### EXERCISE OBJECTIVE
Please copy every line from the following entries in which the word "horse" appears.

◇ ◇ ◇

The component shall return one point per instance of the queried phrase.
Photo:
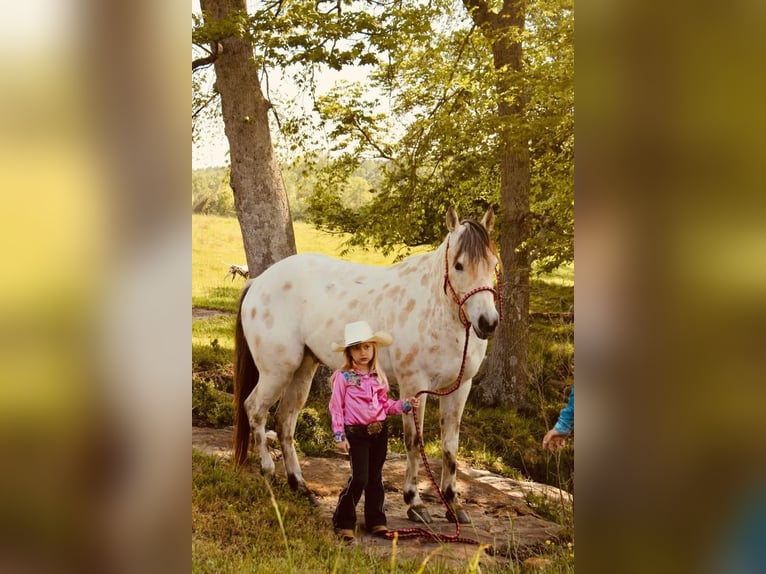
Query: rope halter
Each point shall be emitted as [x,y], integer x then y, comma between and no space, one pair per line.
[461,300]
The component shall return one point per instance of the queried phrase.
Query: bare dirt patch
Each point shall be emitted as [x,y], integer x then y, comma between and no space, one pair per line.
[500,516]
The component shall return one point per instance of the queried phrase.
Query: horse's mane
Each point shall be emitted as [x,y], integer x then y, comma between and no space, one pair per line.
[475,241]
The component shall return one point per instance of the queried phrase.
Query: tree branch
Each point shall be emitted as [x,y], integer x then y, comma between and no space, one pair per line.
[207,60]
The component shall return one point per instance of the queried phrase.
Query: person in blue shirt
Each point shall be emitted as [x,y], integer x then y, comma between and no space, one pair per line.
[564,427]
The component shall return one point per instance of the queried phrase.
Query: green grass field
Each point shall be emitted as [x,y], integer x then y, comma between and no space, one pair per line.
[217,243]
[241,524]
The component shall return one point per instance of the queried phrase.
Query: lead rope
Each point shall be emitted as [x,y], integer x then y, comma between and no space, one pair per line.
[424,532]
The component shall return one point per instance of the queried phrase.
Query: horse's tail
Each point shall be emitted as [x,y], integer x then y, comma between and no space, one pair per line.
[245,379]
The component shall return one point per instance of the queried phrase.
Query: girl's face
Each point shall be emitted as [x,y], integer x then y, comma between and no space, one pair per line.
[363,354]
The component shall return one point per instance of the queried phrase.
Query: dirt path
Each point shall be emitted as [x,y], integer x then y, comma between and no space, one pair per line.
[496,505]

◇ ◇ ◇

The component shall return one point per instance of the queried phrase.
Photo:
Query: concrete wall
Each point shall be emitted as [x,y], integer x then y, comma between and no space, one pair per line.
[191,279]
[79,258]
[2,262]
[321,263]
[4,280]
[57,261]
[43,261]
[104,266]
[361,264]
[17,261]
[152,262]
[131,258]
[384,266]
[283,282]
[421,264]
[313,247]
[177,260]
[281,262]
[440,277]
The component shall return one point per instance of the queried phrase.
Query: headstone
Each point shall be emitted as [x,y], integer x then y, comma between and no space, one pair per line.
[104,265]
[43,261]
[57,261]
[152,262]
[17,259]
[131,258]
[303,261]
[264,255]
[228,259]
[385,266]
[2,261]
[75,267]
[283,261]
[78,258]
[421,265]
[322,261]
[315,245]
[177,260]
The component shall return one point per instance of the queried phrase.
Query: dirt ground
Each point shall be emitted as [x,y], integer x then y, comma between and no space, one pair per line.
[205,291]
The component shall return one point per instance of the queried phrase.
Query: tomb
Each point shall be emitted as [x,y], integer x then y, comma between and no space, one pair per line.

◇ ◇ ◇

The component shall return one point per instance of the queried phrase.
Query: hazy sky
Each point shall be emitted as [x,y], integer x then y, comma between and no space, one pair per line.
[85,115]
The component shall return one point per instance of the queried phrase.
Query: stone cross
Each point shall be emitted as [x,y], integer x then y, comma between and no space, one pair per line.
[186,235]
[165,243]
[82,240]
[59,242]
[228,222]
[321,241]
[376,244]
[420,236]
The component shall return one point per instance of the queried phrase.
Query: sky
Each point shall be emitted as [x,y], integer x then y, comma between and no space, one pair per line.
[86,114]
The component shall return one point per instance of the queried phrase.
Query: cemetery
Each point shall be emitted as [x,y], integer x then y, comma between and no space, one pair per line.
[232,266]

◇ ◇ ◇

### TASK ANSWER
Query: horse's mane
Query: horse's tail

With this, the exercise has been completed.